*Extrait de texte*.
____

Ayant son origine dans la nécessité historique de la violence, trouvant dans l’exercice de la coercition la condition de son épanouissement, l’État tend a devenir un facteur indépendant et supplémentaire de violence dans l’intérêt de son auto-conservation, de sa propre existence. La violence, en tant que moyen, devient un but en soi, entretenu et cultivé par 1’État, répugnant de par sa nature même à toute forme de société tendant à se passer de violence en tant que régulateur des rapports entre les hommes.
III- L’État dans la période de transition au communisme
L’existence dans la période de transition d’une division de la société en classes aux intérêts antagoniques fait surgir au sein de celle-ci, un État. Cet État a pour tâche de garantir les bases de la société transitoire à la fois contre toute tentative de restauration du pouvoir des anciennes classes exploiteuses et contre tout déchirement résultant des oppositions entre les différentes classes non exploitées qui subsistent en son sein.
L’État de la période de transition comporte un certain
nombre de différences d’avec celui des sociétés antérieures :
- pour la première fois de l’histoire, ce n’est pas l’État d’une minorité exploiteuse pour l’oppression de la majorité mais au contraire celui de la majorité des classes exploitées et non exploiteuses contre la minorité des anciennes classes déchues ;
- il n’est pas l’émanation d’une société et de rapports de production stables mais au contraire d’une société dont la caractéristique permanente est le constant bouleversement dans lequel s’opèrent les plus grandes transformations que l’histoire ait connues ;
- il ne peut s’identifier à aucune classe économiquement dominante dans la mesure où il n’existe aucune classe de ce type dans la période de transition ;
- contrairement à l’État des sociétés passées, celui de la société transitoire n’a plus le monopole des armes.

____

*Entrées fournies*.
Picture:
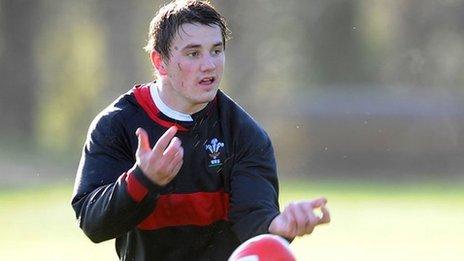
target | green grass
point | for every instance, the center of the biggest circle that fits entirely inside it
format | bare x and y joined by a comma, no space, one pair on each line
369,222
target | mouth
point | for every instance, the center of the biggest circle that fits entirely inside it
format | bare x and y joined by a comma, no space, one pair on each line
206,81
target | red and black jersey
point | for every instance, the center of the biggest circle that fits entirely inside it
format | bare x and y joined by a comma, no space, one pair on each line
225,192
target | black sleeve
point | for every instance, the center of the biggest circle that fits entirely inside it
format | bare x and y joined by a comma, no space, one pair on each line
102,198
253,185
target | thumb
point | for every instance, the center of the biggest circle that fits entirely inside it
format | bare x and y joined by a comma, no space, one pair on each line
144,143
317,203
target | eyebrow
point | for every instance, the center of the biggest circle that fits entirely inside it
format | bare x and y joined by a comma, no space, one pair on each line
194,46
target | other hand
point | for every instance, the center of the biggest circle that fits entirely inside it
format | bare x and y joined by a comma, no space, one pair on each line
298,218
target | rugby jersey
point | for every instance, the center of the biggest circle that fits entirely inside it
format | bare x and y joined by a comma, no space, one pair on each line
225,193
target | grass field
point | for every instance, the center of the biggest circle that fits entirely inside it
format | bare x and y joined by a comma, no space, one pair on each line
369,222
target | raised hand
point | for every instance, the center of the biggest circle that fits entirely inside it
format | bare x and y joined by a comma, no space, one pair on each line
162,162
298,218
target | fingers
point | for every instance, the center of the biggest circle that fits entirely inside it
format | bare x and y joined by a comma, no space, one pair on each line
176,162
325,216
144,143
317,203
301,219
164,140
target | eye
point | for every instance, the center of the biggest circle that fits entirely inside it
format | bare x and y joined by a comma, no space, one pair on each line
193,54
217,51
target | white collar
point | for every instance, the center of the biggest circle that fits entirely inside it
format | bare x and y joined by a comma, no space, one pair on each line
179,116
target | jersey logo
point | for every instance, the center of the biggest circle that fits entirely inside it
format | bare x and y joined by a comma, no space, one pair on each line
214,149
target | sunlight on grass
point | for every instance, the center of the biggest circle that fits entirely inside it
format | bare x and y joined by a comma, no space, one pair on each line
369,222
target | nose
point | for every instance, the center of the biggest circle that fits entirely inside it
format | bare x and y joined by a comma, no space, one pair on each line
208,64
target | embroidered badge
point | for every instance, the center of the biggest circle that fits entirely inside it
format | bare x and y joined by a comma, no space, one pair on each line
214,148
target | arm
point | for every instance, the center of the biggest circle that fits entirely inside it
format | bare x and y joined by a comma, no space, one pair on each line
110,196
253,186
254,197
108,199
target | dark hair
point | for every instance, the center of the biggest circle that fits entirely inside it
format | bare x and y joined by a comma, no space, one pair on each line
172,16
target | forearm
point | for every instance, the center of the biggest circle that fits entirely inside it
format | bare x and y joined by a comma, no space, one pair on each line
113,209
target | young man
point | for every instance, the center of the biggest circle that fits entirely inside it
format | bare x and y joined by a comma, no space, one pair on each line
174,169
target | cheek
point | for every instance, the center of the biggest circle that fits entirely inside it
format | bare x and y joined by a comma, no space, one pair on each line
184,68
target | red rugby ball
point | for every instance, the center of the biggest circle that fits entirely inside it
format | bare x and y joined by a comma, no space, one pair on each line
265,247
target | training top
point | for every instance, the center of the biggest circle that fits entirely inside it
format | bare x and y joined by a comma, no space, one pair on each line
225,193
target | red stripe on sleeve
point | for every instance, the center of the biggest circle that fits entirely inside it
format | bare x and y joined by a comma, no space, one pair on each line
135,189
143,96
201,209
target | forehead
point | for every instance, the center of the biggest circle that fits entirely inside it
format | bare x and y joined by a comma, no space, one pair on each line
198,34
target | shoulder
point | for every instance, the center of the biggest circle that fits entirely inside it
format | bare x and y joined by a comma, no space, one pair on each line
111,120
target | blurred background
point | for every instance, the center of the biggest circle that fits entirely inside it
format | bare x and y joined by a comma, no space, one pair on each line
364,102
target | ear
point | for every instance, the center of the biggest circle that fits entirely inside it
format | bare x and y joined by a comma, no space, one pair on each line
158,63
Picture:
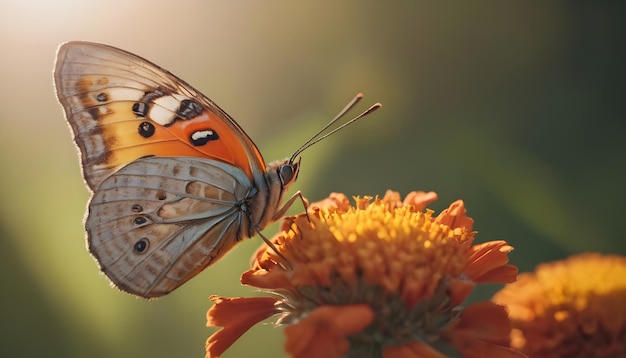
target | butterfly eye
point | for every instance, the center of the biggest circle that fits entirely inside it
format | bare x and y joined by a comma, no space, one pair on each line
139,220
141,246
288,173
102,97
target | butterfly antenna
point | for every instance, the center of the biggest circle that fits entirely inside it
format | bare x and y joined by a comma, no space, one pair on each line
316,137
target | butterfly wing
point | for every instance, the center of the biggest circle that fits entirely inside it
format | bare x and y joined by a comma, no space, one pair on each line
122,107
157,222
169,170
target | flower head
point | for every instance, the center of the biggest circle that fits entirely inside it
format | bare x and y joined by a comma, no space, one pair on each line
570,308
383,278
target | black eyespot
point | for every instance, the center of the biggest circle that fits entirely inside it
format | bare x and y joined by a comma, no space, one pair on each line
188,109
94,112
137,208
141,246
140,220
140,109
102,97
146,129
202,137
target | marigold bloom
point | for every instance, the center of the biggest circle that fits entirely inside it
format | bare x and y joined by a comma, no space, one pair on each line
570,308
383,278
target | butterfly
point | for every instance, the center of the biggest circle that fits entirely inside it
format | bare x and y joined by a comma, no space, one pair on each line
175,182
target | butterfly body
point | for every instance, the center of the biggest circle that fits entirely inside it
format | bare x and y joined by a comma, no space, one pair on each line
175,181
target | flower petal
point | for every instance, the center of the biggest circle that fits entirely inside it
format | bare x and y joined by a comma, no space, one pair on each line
412,350
236,315
487,263
323,333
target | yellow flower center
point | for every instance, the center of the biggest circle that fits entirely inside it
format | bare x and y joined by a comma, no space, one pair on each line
395,248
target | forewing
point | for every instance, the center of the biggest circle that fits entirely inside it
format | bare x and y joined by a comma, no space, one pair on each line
158,221
122,107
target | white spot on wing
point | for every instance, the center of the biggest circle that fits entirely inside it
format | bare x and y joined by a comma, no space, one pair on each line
161,115
124,94
168,102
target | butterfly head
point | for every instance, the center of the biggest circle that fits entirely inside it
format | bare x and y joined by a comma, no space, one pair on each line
286,170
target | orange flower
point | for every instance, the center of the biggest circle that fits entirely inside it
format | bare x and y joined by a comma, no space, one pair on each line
570,308
383,278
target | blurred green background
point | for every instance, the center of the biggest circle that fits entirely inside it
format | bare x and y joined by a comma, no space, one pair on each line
517,108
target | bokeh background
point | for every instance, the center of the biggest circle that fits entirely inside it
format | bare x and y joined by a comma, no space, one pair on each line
515,107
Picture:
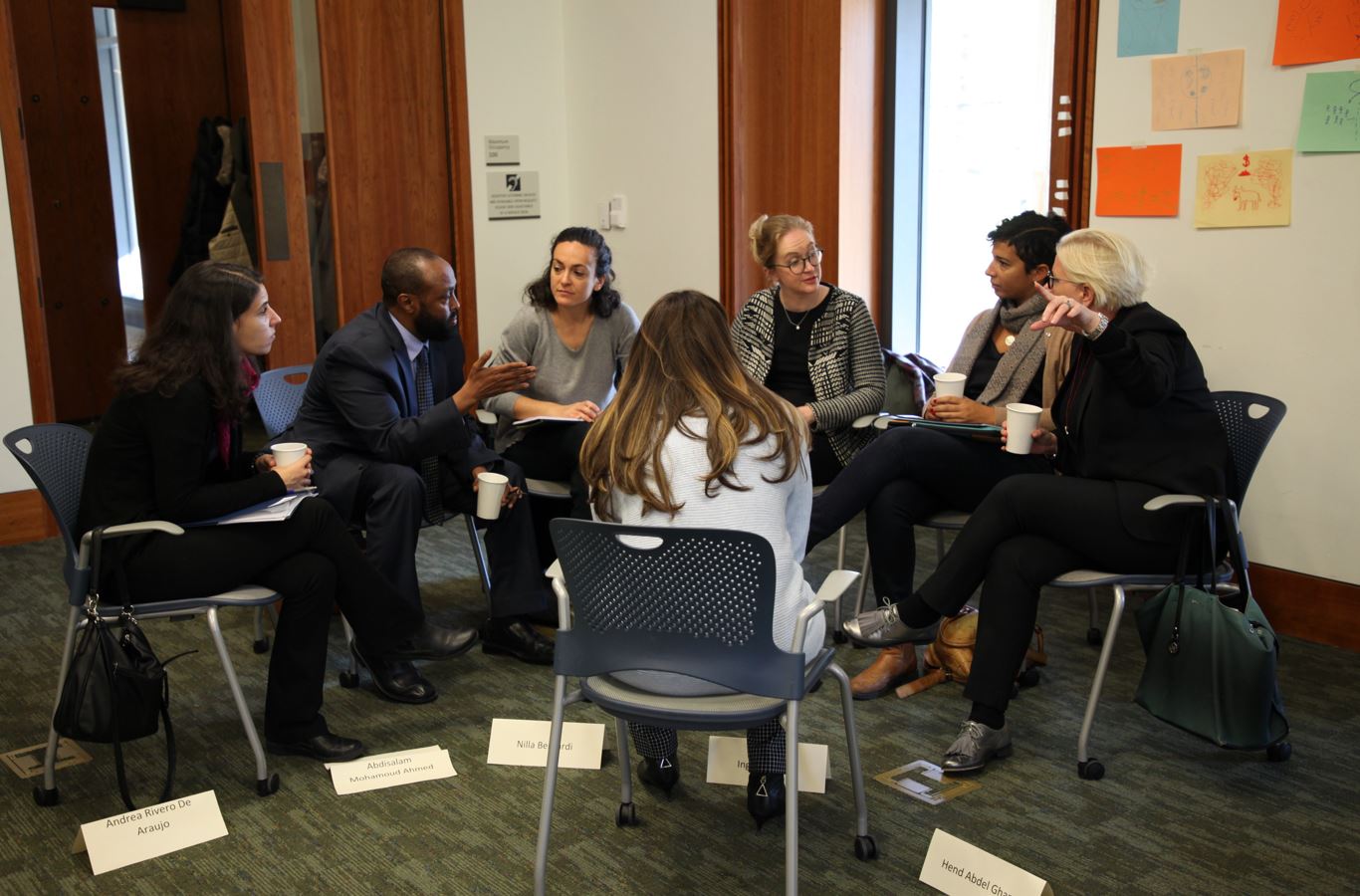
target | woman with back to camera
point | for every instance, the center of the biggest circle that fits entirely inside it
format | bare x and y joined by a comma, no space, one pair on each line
909,473
169,448
576,331
694,441
1134,420
810,342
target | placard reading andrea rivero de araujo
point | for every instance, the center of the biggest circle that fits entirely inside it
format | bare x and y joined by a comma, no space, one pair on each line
512,194
151,831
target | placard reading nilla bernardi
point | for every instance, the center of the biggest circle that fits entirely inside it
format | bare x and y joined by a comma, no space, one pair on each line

____

*Consignes de l'exercice*.
a - Rassemblez chaque ligne des entrées qui contient la chaîne « green », en tenant compte de la casse.
b - Poursuivez le texte sur l'État à partir de sa dernière phrase.
Le texte sur l'État et les entrées proviennent de sources différentes.

*Réponses attendues*.
a -
target | green grass
target | blurred green background

b -
C’est pour l’ensemble de ces raisons et de leurs implications que les marxistes ont pu parler de “demi-État” au sujet de l’organe surgissant dans la période de transition.
Par contre, cet État conserve un certain nombre de
caractéristiques de ceux du passé. Il reste en particulier l’organe gardien du
statu-quo, chargé de codifier, légaliser un état économique déjà existant, de
le sanctionner, de lui donner force de loi, dont l’acceptation est obligatoire
pour tous les membres de la société. En ce sens, l’État reste un organe
fondamentalement conservateur tendant :
- non à favoriser la transformation sociale, mais à s’opposer à celle-ci ;
- à maintenir en vie les conditions qui le font vivre : la division de la société en classes ;
- à se détacher de la société, à s’imposer à elle et perpétuer sa propre existence et ses propres privilèges ;
- à lier son existence à la coercition, à la violence qu’il utilise nécessairement pendant la période de transition et à tenter de maintenir ce type de régulation des rapports sociaux.
C’est pour cela que l’État de la période de transition a été depuis le début considéré par les marxistes comme un “fléau”, “un mal nécessaire” dont il s’agit de “limiter les effets les plus fâcheux”. Pour l’ensemble de ces raisons, et contrairement à ce qui s’est produit dans le passé, la classe révolutionnaire ne peut s’identifier avec l’État de la période de transition.
D’une part, le prolétariat n’est pas une classe économiquement dominante. Il ne l’est ni dans la société capitaliste ni dans la société transitoire. Dans celle-ci, il ne possède aucune économie, aucune propriété même collective, mais lutte pour la disparition de l’économie, de la propriété. D’autre part, le prolétariat, classe porteuse du communisme, agent du bouleversement des conditions économiques et sociales de la société transitoire, se heurte nécessairement à l’organe tendant à perpétuer ces conditions. C’est pour cela qu’on ne peut parler ni d’“État socialiste”, ni d’“État ouvrier”, ni d’“État du prolétariat” durant la période de transition.
Cet antagonisme entre prolétariat et État se manifeste tant sur le plan immédiat que sur le plan historique.
Sur le terrain immédiat, le prolétariat devra s’opposer aux empiétements et à la pression de l’État en tant que représentant d’une société dans laquelle subsistent des classes aux intérêts antagoniques aux siens.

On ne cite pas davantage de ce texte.